Games went on all the time. House ekker was a daily thing, except on Fridays. It was no good cheering when Fridays came around however, for Fridays were compulsory Corps days, when we had to march up and down in Second World War battle dress as part of the school’s Combined Cadet Force. I was Army, poor bloody infantry; my brother wisely chose the Air Force. I must have looked as much like a military unit as Mike Tyson looks like a daffodil, shuffling about the parade ground in my badly blancoed webbing, clodding corps boots, an overtight black beret that would never fold down and made me look more like a French onion seller than a soldier, writhing in an itchy khaki shirt, trying to march in step with a clunking Lee Enfield rifle over my shoulder and the school sergeant-major, RSM “Nobby” Clarke, yelling in my ear.

○ ○ ○ ○ ○ ○ ○

• Tasks to perform:
1. In one to three sentences, explain why the passage about school Corps days says there was no point cheering when Fridays came around.
2. Copy the passage about school Corps days word for word from "Games went on" to "yelling in my ear.".
These entries have no connection to the passage about school Corps days.

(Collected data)
○ ○ ○ ○ ○ ○ ○

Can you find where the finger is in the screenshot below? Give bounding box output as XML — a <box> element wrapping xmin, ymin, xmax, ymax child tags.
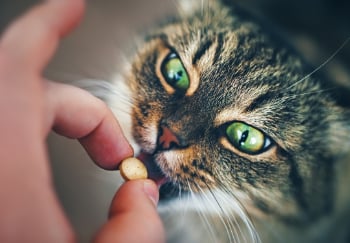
<box><xmin>46</xmin><ymin>82</ymin><xmax>133</xmax><ymax>169</ymax></box>
<box><xmin>0</xmin><ymin>0</ymin><xmax>84</xmax><ymax>72</ymax></box>
<box><xmin>95</xmin><ymin>180</ymin><xmax>165</xmax><ymax>243</ymax></box>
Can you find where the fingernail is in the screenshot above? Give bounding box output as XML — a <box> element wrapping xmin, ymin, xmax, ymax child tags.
<box><xmin>143</xmin><ymin>180</ymin><xmax>159</xmax><ymax>207</ymax></box>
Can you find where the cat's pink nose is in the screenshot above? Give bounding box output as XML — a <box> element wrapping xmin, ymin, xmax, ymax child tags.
<box><xmin>158</xmin><ymin>126</ymin><xmax>180</xmax><ymax>150</ymax></box>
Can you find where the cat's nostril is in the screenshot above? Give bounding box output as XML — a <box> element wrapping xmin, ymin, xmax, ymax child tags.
<box><xmin>158</xmin><ymin>125</ymin><xmax>181</xmax><ymax>150</ymax></box>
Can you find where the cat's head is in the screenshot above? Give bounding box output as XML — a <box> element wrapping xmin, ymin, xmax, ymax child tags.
<box><xmin>127</xmin><ymin>1</ymin><xmax>350</xmax><ymax>224</ymax></box>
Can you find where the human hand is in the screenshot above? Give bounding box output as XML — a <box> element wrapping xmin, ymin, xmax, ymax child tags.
<box><xmin>0</xmin><ymin>0</ymin><xmax>164</xmax><ymax>242</ymax></box>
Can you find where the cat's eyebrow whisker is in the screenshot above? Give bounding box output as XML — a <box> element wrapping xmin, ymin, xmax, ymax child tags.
<box><xmin>287</xmin><ymin>37</ymin><xmax>350</xmax><ymax>89</ymax></box>
<box><xmin>284</xmin><ymin>87</ymin><xmax>336</xmax><ymax>99</ymax></box>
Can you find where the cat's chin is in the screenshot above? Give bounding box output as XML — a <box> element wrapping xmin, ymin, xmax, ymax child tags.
<box><xmin>137</xmin><ymin>152</ymin><xmax>169</xmax><ymax>188</ymax></box>
<box><xmin>137</xmin><ymin>152</ymin><xmax>179</xmax><ymax>201</ymax></box>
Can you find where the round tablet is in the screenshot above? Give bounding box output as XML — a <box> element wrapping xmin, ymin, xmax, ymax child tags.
<box><xmin>119</xmin><ymin>157</ymin><xmax>148</xmax><ymax>181</ymax></box>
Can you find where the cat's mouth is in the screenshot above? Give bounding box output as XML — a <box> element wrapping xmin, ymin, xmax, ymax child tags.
<box><xmin>137</xmin><ymin>152</ymin><xmax>179</xmax><ymax>201</ymax></box>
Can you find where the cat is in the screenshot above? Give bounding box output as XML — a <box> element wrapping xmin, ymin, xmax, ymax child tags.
<box><xmin>78</xmin><ymin>0</ymin><xmax>350</xmax><ymax>243</ymax></box>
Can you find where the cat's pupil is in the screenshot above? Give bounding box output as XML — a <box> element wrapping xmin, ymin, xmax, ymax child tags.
<box><xmin>161</xmin><ymin>53</ymin><xmax>190</xmax><ymax>92</ymax></box>
<box><xmin>169</xmin><ymin>71</ymin><xmax>183</xmax><ymax>84</ymax></box>
<box><xmin>238</xmin><ymin>130</ymin><xmax>249</xmax><ymax>145</ymax></box>
<box><xmin>226</xmin><ymin>121</ymin><xmax>272</xmax><ymax>154</ymax></box>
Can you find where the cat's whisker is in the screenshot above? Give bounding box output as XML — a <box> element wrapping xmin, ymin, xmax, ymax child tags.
<box><xmin>287</xmin><ymin>37</ymin><xmax>350</xmax><ymax>89</ymax></box>
<box><xmin>198</xmin><ymin>182</ymin><xmax>237</xmax><ymax>242</ymax></box>
<box><xmin>187</xmin><ymin>180</ymin><xmax>217</xmax><ymax>242</ymax></box>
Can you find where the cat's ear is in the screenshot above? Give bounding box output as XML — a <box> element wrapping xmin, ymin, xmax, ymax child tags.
<box><xmin>178</xmin><ymin>0</ymin><xmax>220</xmax><ymax>16</ymax></box>
<box><xmin>326</xmin><ymin>109</ymin><xmax>350</xmax><ymax>156</ymax></box>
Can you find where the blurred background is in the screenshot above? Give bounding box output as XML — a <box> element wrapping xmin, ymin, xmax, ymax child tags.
<box><xmin>0</xmin><ymin>0</ymin><xmax>350</xmax><ymax>242</ymax></box>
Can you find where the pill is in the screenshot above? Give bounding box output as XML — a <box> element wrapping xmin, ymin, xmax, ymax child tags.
<box><xmin>119</xmin><ymin>157</ymin><xmax>148</xmax><ymax>181</ymax></box>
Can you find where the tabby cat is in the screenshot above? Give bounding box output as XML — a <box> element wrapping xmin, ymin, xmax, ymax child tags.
<box><xmin>80</xmin><ymin>1</ymin><xmax>350</xmax><ymax>243</ymax></box>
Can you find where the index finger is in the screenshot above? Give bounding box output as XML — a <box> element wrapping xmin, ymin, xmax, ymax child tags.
<box><xmin>46</xmin><ymin>82</ymin><xmax>133</xmax><ymax>169</ymax></box>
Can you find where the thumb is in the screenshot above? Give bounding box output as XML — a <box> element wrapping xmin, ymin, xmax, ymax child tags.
<box><xmin>95</xmin><ymin>180</ymin><xmax>165</xmax><ymax>243</ymax></box>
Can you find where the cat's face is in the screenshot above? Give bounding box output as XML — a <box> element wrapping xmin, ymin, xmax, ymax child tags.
<box><xmin>127</xmin><ymin>1</ymin><xmax>344</xmax><ymax>225</ymax></box>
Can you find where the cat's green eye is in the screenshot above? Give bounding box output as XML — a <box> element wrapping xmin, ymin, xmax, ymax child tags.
<box><xmin>226</xmin><ymin>122</ymin><xmax>271</xmax><ymax>154</ymax></box>
<box><xmin>161</xmin><ymin>53</ymin><xmax>190</xmax><ymax>92</ymax></box>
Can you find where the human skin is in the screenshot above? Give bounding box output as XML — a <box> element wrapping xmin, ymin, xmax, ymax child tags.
<box><xmin>0</xmin><ymin>0</ymin><xmax>164</xmax><ymax>243</ymax></box>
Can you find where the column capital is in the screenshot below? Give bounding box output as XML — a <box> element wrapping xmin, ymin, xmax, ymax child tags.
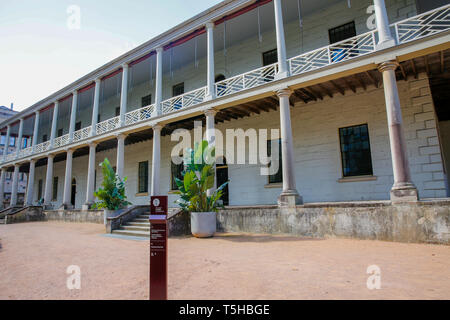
<box><xmin>152</xmin><ymin>123</ymin><xmax>164</xmax><ymax>131</ymax></box>
<box><xmin>115</xmin><ymin>133</ymin><xmax>128</xmax><ymax>140</ymax></box>
<box><xmin>378</xmin><ymin>60</ymin><xmax>399</xmax><ymax>72</ymax></box>
<box><xmin>204</xmin><ymin>108</ymin><xmax>217</xmax><ymax>117</ymax></box>
<box><xmin>276</xmin><ymin>88</ymin><xmax>292</xmax><ymax>98</ymax></box>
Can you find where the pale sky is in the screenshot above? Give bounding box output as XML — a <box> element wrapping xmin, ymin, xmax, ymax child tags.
<box><xmin>0</xmin><ymin>0</ymin><xmax>220</xmax><ymax>110</ymax></box>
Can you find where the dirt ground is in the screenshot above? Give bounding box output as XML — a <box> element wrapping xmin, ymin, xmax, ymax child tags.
<box><xmin>0</xmin><ymin>222</ymin><xmax>450</xmax><ymax>299</ymax></box>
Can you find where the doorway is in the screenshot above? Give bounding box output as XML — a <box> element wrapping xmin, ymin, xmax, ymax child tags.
<box><xmin>70</xmin><ymin>178</ymin><xmax>77</xmax><ymax>208</ymax></box>
<box><xmin>216</xmin><ymin>157</ymin><xmax>230</xmax><ymax>206</ymax></box>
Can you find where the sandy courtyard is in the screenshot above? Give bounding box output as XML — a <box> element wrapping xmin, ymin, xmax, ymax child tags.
<box><xmin>0</xmin><ymin>222</ymin><xmax>450</xmax><ymax>299</ymax></box>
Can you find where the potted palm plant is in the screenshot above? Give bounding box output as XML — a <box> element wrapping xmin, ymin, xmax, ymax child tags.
<box><xmin>93</xmin><ymin>158</ymin><xmax>130</xmax><ymax>225</ymax></box>
<box><xmin>175</xmin><ymin>141</ymin><xmax>228</xmax><ymax>238</ymax></box>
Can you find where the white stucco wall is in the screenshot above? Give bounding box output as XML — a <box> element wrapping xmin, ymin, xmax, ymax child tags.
<box><xmin>30</xmin><ymin>74</ymin><xmax>446</xmax><ymax>207</ymax></box>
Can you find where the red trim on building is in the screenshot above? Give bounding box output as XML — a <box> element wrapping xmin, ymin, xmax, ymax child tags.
<box><xmin>78</xmin><ymin>82</ymin><xmax>95</xmax><ymax>93</ymax></box>
<box><xmin>128</xmin><ymin>51</ymin><xmax>156</xmax><ymax>67</ymax></box>
<box><xmin>102</xmin><ymin>68</ymin><xmax>122</xmax><ymax>80</ymax></box>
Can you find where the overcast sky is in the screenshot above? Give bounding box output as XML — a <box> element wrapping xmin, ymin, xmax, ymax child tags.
<box><xmin>0</xmin><ymin>0</ymin><xmax>220</xmax><ymax>110</ymax></box>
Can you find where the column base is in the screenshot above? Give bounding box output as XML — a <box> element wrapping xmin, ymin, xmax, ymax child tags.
<box><xmin>375</xmin><ymin>39</ymin><xmax>397</xmax><ymax>50</ymax></box>
<box><xmin>391</xmin><ymin>183</ymin><xmax>419</xmax><ymax>202</ymax></box>
<box><xmin>278</xmin><ymin>190</ymin><xmax>303</xmax><ymax>207</ymax></box>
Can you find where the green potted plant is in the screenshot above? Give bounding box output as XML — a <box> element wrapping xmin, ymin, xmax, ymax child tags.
<box><xmin>175</xmin><ymin>141</ymin><xmax>228</xmax><ymax>238</ymax></box>
<box><xmin>93</xmin><ymin>158</ymin><xmax>131</xmax><ymax>225</ymax></box>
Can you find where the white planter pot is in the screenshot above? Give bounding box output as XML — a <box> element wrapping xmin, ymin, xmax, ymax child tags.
<box><xmin>191</xmin><ymin>212</ymin><xmax>216</xmax><ymax>238</ymax></box>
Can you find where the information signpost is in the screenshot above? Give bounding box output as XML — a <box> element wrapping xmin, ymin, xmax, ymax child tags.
<box><xmin>150</xmin><ymin>196</ymin><xmax>169</xmax><ymax>300</ymax></box>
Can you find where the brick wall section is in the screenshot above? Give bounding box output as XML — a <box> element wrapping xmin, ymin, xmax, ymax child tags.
<box><xmin>405</xmin><ymin>74</ymin><xmax>447</xmax><ymax>198</ymax></box>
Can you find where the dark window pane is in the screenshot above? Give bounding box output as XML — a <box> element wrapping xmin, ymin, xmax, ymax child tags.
<box><xmin>141</xmin><ymin>94</ymin><xmax>152</xmax><ymax>108</ymax></box>
<box><xmin>138</xmin><ymin>161</ymin><xmax>148</xmax><ymax>193</ymax></box>
<box><xmin>171</xmin><ymin>162</ymin><xmax>184</xmax><ymax>190</ymax></box>
<box><xmin>339</xmin><ymin>124</ymin><xmax>373</xmax><ymax>177</ymax></box>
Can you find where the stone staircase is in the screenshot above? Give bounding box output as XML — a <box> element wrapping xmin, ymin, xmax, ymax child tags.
<box><xmin>112</xmin><ymin>214</ymin><xmax>150</xmax><ymax>238</ymax></box>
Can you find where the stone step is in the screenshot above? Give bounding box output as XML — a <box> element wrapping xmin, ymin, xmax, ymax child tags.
<box><xmin>120</xmin><ymin>225</ymin><xmax>150</xmax><ymax>232</ymax></box>
<box><xmin>112</xmin><ymin>230</ymin><xmax>150</xmax><ymax>238</ymax></box>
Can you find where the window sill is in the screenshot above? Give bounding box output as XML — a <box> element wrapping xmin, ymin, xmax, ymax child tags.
<box><xmin>264</xmin><ymin>183</ymin><xmax>283</xmax><ymax>189</ymax></box>
<box><xmin>136</xmin><ymin>192</ymin><xmax>149</xmax><ymax>197</ymax></box>
<box><xmin>338</xmin><ymin>176</ymin><xmax>378</xmax><ymax>183</ymax></box>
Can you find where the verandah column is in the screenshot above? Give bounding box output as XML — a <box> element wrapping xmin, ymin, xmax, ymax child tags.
<box><xmin>151</xmin><ymin>124</ymin><xmax>162</xmax><ymax>196</ymax></box>
<box><xmin>273</xmin><ymin>0</ymin><xmax>289</xmax><ymax>79</ymax></box>
<box><xmin>373</xmin><ymin>0</ymin><xmax>395</xmax><ymax>50</ymax></box>
<box><xmin>153</xmin><ymin>47</ymin><xmax>164</xmax><ymax>116</ymax></box>
<box><xmin>16</xmin><ymin>118</ymin><xmax>23</xmax><ymax>157</ymax></box>
<box><xmin>3</xmin><ymin>124</ymin><xmax>11</xmax><ymax>161</ymax></box>
<box><xmin>44</xmin><ymin>154</ymin><xmax>55</xmax><ymax>207</ymax></box>
<box><xmin>33</xmin><ymin>110</ymin><xmax>40</xmax><ymax>153</ymax></box>
<box><xmin>378</xmin><ymin>61</ymin><xmax>418</xmax><ymax>201</ymax></box>
<box><xmin>205</xmin><ymin>109</ymin><xmax>217</xmax><ymax>196</ymax></box>
<box><xmin>0</xmin><ymin>168</ymin><xmax>6</xmax><ymax>209</ymax></box>
<box><xmin>277</xmin><ymin>89</ymin><xmax>303</xmax><ymax>206</ymax></box>
<box><xmin>63</xmin><ymin>149</ymin><xmax>74</xmax><ymax>209</ymax></box>
<box><xmin>91</xmin><ymin>79</ymin><xmax>101</xmax><ymax>136</ymax></box>
<box><xmin>50</xmin><ymin>101</ymin><xmax>59</xmax><ymax>149</ymax></box>
<box><xmin>83</xmin><ymin>142</ymin><xmax>97</xmax><ymax>210</ymax></box>
<box><xmin>120</xmin><ymin>63</ymin><xmax>128</xmax><ymax>126</ymax></box>
<box><xmin>10</xmin><ymin>164</ymin><xmax>20</xmax><ymax>207</ymax></box>
<box><xmin>116</xmin><ymin>133</ymin><xmax>127</xmax><ymax>179</ymax></box>
<box><xmin>25</xmin><ymin>159</ymin><xmax>36</xmax><ymax>206</ymax></box>
<box><xmin>69</xmin><ymin>90</ymin><xmax>78</xmax><ymax>142</ymax></box>
<box><xmin>206</xmin><ymin>22</ymin><xmax>215</xmax><ymax>100</ymax></box>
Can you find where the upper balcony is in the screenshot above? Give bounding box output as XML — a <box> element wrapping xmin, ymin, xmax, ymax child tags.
<box><xmin>0</xmin><ymin>0</ymin><xmax>450</xmax><ymax>168</ymax></box>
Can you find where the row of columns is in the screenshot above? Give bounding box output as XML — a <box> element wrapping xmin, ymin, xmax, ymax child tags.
<box><xmin>0</xmin><ymin>0</ymin><xmax>418</xmax><ymax>207</ymax></box>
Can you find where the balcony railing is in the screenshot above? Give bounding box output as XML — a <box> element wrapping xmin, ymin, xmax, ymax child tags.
<box><xmin>391</xmin><ymin>5</ymin><xmax>450</xmax><ymax>44</ymax></box>
<box><xmin>161</xmin><ymin>87</ymin><xmax>206</xmax><ymax>114</ymax></box>
<box><xmin>216</xmin><ymin>63</ymin><xmax>278</xmax><ymax>97</ymax></box>
<box><xmin>0</xmin><ymin>5</ymin><xmax>450</xmax><ymax>163</ymax></box>
<box><xmin>288</xmin><ymin>31</ymin><xmax>376</xmax><ymax>75</ymax></box>
<box><xmin>125</xmin><ymin>104</ymin><xmax>155</xmax><ymax>126</ymax></box>
<box><xmin>53</xmin><ymin>134</ymin><xmax>69</xmax><ymax>148</ymax></box>
<box><xmin>95</xmin><ymin>117</ymin><xmax>120</xmax><ymax>135</ymax></box>
<box><xmin>73</xmin><ymin>126</ymin><xmax>91</xmax><ymax>142</ymax></box>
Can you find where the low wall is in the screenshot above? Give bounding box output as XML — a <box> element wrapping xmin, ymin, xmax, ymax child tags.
<box><xmin>44</xmin><ymin>210</ymin><xmax>104</xmax><ymax>224</ymax></box>
<box><xmin>217</xmin><ymin>200</ymin><xmax>450</xmax><ymax>244</ymax></box>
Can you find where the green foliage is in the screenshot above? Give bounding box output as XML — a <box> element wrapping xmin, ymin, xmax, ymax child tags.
<box><xmin>94</xmin><ymin>158</ymin><xmax>131</xmax><ymax>210</ymax></box>
<box><xmin>175</xmin><ymin>140</ymin><xmax>228</xmax><ymax>212</ymax></box>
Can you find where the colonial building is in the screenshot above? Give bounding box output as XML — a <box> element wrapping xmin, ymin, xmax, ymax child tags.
<box><xmin>0</xmin><ymin>0</ymin><xmax>450</xmax><ymax>208</ymax></box>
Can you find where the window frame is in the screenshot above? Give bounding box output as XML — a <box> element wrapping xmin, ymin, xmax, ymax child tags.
<box><xmin>137</xmin><ymin>160</ymin><xmax>149</xmax><ymax>193</ymax></box>
<box><xmin>338</xmin><ymin>123</ymin><xmax>374</xmax><ymax>179</ymax></box>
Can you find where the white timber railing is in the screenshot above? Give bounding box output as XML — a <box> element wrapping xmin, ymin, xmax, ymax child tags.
<box><xmin>73</xmin><ymin>126</ymin><xmax>91</xmax><ymax>142</ymax></box>
<box><xmin>391</xmin><ymin>5</ymin><xmax>450</xmax><ymax>44</ymax></box>
<box><xmin>161</xmin><ymin>87</ymin><xmax>206</xmax><ymax>114</ymax></box>
<box><xmin>95</xmin><ymin>116</ymin><xmax>120</xmax><ymax>135</ymax></box>
<box><xmin>53</xmin><ymin>134</ymin><xmax>69</xmax><ymax>148</ymax></box>
<box><xmin>125</xmin><ymin>104</ymin><xmax>155</xmax><ymax>126</ymax></box>
<box><xmin>0</xmin><ymin>5</ymin><xmax>450</xmax><ymax>163</ymax></box>
<box><xmin>216</xmin><ymin>63</ymin><xmax>278</xmax><ymax>97</ymax></box>
<box><xmin>288</xmin><ymin>31</ymin><xmax>376</xmax><ymax>75</ymax></box>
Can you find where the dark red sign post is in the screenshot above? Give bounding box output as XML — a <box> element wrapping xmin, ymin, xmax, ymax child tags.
<box><xmin>150</xmin><ymin>196</ymin><xmax>169</xmax><ymax>300</ymax></box>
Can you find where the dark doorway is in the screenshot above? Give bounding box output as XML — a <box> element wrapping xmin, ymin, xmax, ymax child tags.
<box><xmin>216</xmin><ymin>158</ymin><xmax>230</xmax><ymax>206</ymax></box>
<box><xmin>70</xmin><ymin>178</ymin><xmax>77</xmax><ymax>207</ymax></box>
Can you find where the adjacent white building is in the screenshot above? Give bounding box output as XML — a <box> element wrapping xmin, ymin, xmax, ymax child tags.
<box><xmin>0</xmin><ymin>0</ymin><xmax>450</xmax><ymax>208</ymax></box>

○ ○ ○ ○ ○ ○ ○

• Answers to the exercise:
1. Although Fridays were free of the daily House ekker, they were compulsory Corps days. On those days the pupils had to march up and down in Second World War battle dress as part of the school's Combined Cadet Force.

2.
Games went on all the time. House ekker was a daily thing, except on Fridays. It was no good cheering when Fridays came around however, for Fridays were compulsory Corps days, when we had to march up and down in Second World War battle dress as part of the school’s Combined Cadet Force. I was Army, poor bloody infantry; my brother wisely chose the Air Force. I must have looked as much like a military unit as Mike Tyson looks like a daffodil, shuffling about the parade ground in my badly blancoed webbing, clodding corps boots, an overtight black beret that would never fold down and made me look more like a French onion seller than a soldier, writhing in an itchy khaki shirt, trying to march in step with a clunking Lee Enfield rifle over my shoulder and the school sergeant-major, RSM “Nobby” Clarke, yelling in my ear.